Provided records:
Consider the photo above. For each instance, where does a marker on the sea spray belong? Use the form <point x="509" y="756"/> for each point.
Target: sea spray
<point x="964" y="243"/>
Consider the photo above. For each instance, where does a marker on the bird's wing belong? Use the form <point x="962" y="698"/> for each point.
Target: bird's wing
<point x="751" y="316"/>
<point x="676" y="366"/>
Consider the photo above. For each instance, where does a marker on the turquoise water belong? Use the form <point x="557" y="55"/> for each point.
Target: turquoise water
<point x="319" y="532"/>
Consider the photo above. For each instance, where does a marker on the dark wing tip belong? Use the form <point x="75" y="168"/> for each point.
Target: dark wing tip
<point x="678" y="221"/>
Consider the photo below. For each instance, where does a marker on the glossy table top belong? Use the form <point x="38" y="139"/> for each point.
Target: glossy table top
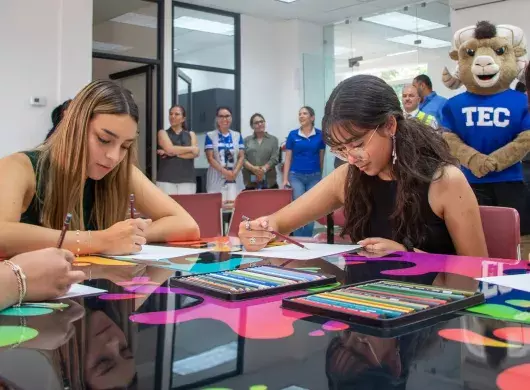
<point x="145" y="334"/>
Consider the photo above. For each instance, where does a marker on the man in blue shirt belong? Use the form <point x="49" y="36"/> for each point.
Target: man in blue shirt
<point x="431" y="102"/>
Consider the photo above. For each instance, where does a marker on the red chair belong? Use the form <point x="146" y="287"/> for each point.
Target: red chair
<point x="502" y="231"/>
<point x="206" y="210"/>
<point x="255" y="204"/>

--

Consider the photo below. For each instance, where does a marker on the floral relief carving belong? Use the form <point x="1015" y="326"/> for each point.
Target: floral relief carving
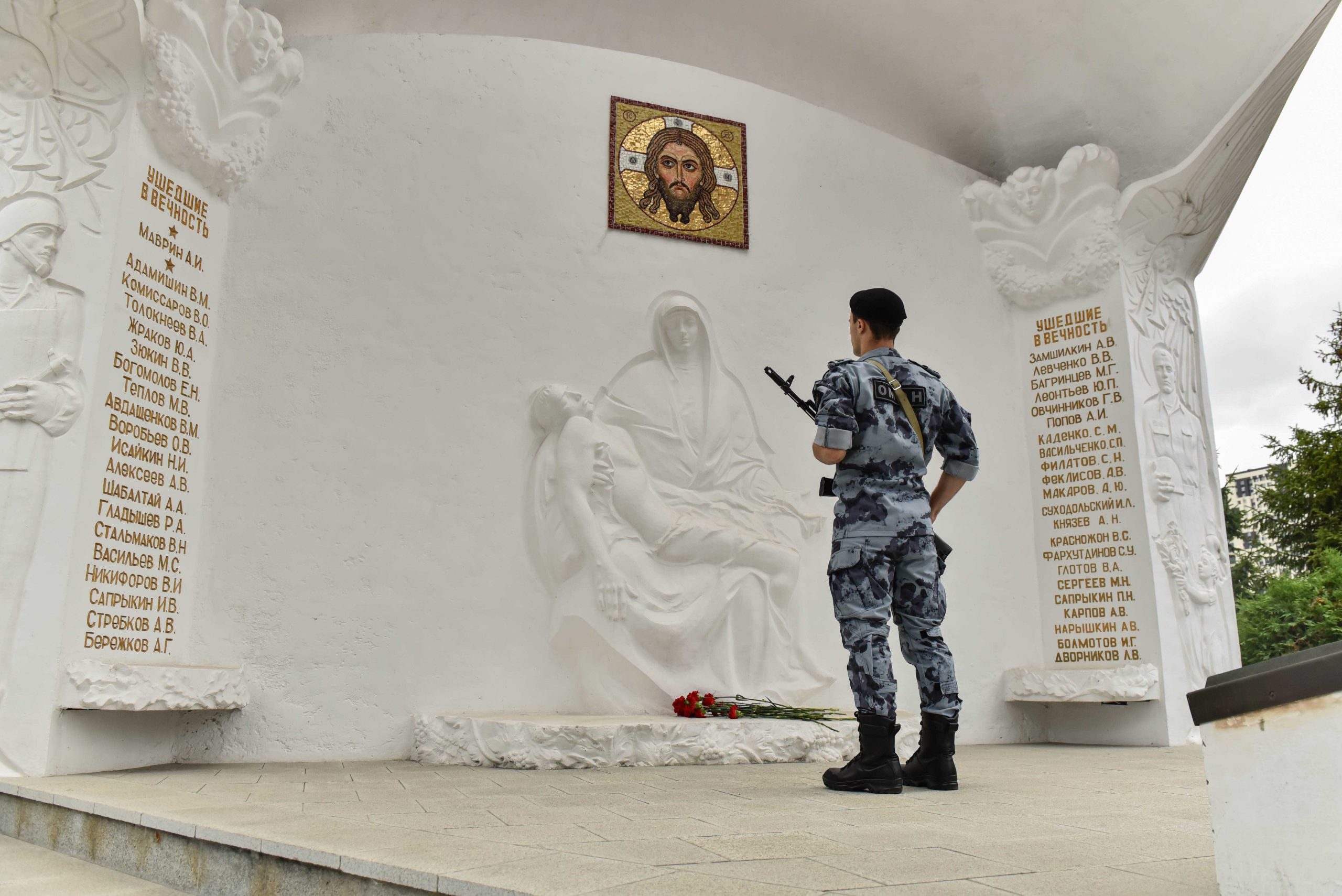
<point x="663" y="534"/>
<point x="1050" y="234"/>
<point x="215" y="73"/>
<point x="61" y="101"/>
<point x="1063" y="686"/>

What you are asked to do:
Show every line of the records that contains the word "marker", copied in full. Case counts.

Exercise result:
Consider the photo above. For each instance, where does a marker on the sea spray belong? Use the form <point x="509" y="756"/> for each point.
Consider the photo above. For each instance, where does a marker on the bird's wing belong? Use the form <point x="962" y="698"/> for each point.
Consider the photo above. For each instance, where does a marker on the turquoise water belong? Use the form <point x="557" y="55"/> for each point.
Consider the photo above. For each instance, where does a marker on the dark wing tip belong? Use the form <point x="75" y="168"/> for each point.
Consider the photo below. For each instance, where does a marker on the glossy table top belong? Use the form <point x="38" y="139"/> for each point.
Consider the photo above. For each instance, where does a marker on the man in blue shirt belong? Use the form <point x="49" y="36"/> for each point.
Consider the photo above. For each instance, where does a marker on the red chair belong? Use the form <point x="146" y="287"/> for each point.
Consider the photo below. For each instance, where does a marker on the floral relief carving belong? Use the form <point x="1015" y="326"/> for each point.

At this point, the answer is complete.